> [YOUR INSTRUCTIONS]
Please report every line of the items below that contains the word "clock", copying each such line in full.

[START OF MATERIAL SUPPLIED]

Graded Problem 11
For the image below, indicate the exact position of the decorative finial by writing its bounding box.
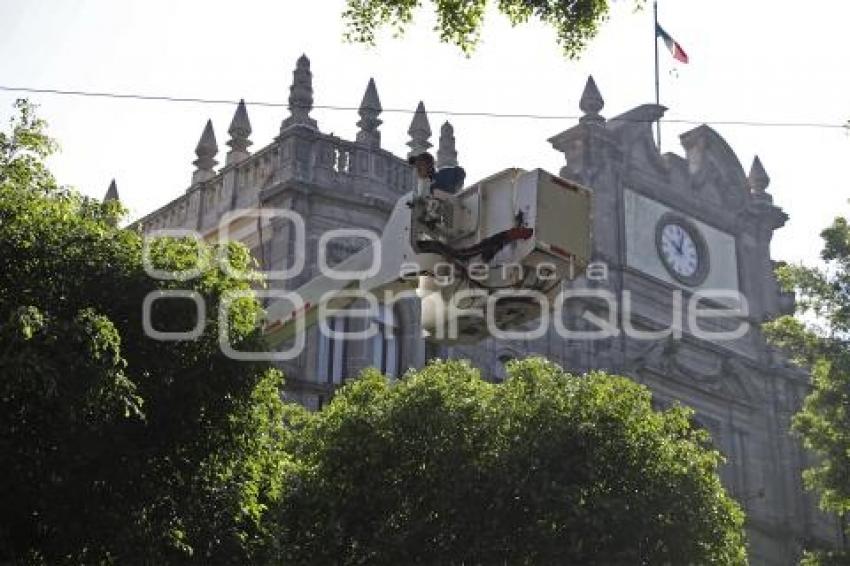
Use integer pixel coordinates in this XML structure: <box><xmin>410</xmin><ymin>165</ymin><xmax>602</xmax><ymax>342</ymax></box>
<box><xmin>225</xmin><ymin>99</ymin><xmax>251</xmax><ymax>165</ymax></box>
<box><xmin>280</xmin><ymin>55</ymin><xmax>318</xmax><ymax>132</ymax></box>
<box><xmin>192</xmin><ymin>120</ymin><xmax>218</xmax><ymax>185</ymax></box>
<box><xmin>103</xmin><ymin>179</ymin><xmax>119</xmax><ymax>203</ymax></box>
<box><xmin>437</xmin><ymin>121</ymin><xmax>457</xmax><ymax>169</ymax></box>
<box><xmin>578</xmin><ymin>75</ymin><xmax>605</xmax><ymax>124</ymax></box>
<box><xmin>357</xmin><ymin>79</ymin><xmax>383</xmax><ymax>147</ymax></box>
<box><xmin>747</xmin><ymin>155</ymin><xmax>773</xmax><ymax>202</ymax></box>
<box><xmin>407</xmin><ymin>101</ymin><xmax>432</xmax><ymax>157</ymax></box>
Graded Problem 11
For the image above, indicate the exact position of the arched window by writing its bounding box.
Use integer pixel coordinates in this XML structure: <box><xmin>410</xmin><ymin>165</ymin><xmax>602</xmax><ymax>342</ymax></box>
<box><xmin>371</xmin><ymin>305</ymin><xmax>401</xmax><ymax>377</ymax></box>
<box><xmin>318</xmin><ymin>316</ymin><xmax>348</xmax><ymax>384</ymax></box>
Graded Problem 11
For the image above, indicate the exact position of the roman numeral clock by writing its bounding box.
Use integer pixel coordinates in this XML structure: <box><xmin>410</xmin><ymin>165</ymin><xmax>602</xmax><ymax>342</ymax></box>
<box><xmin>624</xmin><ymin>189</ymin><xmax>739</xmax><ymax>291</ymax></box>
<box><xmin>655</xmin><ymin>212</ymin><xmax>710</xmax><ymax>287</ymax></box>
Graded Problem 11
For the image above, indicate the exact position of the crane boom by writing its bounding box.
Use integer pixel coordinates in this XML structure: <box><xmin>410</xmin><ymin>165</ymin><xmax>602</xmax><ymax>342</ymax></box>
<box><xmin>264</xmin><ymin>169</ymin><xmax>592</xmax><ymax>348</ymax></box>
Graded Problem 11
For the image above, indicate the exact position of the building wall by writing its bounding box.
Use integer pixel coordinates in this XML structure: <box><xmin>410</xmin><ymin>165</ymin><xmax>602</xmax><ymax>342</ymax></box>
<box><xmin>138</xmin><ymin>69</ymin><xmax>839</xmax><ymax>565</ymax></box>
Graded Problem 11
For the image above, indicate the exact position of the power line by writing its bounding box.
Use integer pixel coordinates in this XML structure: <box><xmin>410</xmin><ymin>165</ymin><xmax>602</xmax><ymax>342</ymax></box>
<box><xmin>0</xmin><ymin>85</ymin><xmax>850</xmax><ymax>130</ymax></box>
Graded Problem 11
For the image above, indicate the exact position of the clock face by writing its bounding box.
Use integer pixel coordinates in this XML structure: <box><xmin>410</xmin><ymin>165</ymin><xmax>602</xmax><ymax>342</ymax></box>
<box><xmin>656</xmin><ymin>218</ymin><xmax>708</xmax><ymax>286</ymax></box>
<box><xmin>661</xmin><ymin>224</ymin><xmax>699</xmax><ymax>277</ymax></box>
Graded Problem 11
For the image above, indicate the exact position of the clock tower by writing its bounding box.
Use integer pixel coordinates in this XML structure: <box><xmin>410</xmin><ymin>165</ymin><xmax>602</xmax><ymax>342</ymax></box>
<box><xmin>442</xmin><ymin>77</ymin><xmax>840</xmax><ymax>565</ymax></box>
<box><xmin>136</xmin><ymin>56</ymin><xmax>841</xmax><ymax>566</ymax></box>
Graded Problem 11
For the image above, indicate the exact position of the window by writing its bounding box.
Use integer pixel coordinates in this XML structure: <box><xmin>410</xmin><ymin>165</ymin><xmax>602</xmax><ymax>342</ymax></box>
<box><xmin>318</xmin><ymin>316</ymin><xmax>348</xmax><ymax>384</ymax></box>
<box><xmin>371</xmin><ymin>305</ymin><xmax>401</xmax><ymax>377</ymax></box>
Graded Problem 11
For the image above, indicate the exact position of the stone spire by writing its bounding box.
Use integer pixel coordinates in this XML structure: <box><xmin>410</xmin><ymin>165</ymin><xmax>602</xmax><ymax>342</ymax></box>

[END OF MATERIAL SUPPLIED]

> [COMPLETE OUTPUT]
For the image above, indicate the exact position of the roman numeral clock by writing its bounding box.
For the image above, indicate the exact position of the clock face by writing its bounding box.
For the image above, indicate the exact position of the clock tower by writing its bounding box.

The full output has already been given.